(TEXT SHOWN)
'''
If ever there was a more potent warning about the danger of identity politics and its corrosive impact on public discourse, this week was it.
It started last week when Serena Williams was rightly penalised for poor conduct during the US Open final against Naomi Osaka. Williams, like John McEncroe before her, discovered that publicly berating an umpire can only result in a bad situation getting worse.
What followed was sadly predictable. Instead of acknowledging that her behavior was unacceptable and rightly dealt with, Williams reduced herself to the status of victim, claiming that umpire Carlos Ramos’ actions were motivated by sexism.
In Williams’ words: “I have seen other men call other umpires things and I am here fighting for women’s rights and women’s equality and for all kinds of stuff.”
This is such a copout. First of all, men indeed get punished for code violations and unsportsmanlike conduct all the time. Anyone unfortunate enough to sit through an entire Nick Kyrgios game will attest to that. Alas, the ‘if a man did it’ argument was too tempting for Serena to resist. And why wouldn’t it be when it works so consistently well?
Intoxicated by a worldview that sees every issue as a power construct where white men sit at the top of the hierarchy over sexual and racial minorities, acolytes flocked to Williams’ defence, citing it as another example of a man asserting his power over a female victim.
'''
(DATA)
'''
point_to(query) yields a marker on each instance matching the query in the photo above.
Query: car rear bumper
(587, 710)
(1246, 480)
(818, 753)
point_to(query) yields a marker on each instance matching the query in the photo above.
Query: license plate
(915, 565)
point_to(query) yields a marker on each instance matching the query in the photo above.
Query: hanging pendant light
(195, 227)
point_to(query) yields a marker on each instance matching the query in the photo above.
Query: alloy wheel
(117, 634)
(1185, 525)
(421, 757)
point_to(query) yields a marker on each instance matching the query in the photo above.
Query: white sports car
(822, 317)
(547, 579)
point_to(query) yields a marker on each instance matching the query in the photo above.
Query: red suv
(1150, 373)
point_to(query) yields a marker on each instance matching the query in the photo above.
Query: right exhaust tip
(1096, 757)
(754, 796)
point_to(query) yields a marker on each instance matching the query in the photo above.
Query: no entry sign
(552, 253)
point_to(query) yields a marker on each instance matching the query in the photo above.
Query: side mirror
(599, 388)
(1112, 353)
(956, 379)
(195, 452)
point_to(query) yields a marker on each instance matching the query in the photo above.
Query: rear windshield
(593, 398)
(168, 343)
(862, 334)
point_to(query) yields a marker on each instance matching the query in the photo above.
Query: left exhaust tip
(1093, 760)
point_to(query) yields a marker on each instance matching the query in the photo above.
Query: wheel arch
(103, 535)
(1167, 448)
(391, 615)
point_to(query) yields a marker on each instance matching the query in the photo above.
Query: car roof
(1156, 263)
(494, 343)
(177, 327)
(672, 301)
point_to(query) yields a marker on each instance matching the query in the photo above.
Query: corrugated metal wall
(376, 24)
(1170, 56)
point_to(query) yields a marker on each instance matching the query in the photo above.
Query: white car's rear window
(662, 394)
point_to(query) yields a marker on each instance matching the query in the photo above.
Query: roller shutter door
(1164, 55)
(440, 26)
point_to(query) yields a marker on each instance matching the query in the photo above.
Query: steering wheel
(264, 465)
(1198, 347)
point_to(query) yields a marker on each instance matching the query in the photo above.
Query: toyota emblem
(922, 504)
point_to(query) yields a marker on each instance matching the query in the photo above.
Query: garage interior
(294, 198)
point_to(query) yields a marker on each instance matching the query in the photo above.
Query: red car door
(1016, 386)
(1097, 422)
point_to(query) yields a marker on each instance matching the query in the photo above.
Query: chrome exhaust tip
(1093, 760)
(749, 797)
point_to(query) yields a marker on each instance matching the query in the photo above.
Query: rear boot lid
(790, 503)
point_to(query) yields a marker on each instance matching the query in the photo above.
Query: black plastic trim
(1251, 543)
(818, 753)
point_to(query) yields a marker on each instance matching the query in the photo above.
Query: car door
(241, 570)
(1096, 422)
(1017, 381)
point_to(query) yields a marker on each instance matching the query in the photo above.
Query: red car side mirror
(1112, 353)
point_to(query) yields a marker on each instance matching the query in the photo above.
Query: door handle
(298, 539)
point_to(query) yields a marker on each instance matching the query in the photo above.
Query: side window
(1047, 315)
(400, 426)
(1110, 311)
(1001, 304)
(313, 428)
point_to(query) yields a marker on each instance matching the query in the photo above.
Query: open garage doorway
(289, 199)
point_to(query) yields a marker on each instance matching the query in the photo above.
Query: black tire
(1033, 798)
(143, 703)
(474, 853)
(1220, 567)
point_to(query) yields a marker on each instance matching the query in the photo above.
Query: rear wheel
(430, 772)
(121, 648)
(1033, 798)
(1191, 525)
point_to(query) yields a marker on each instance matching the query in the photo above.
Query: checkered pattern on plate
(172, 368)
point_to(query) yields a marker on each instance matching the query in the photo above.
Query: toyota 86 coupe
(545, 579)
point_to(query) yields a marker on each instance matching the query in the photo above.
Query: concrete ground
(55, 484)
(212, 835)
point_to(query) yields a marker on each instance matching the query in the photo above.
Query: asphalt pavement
'''
(AIM OF THE EXERCISE)
Answer these questions from the opinion piece about Serena Williams:
(a) Who was Williams's opponent in the US Open final?
(b) Which umpire did Williams say acted out of sexism?
(c) Whose games does the writer say would show that men are punished for code violations?

(FULL RESPONSE)
(a) Naomi Osaka
(b) Carlos Ramos
(c) Nick Kyrgios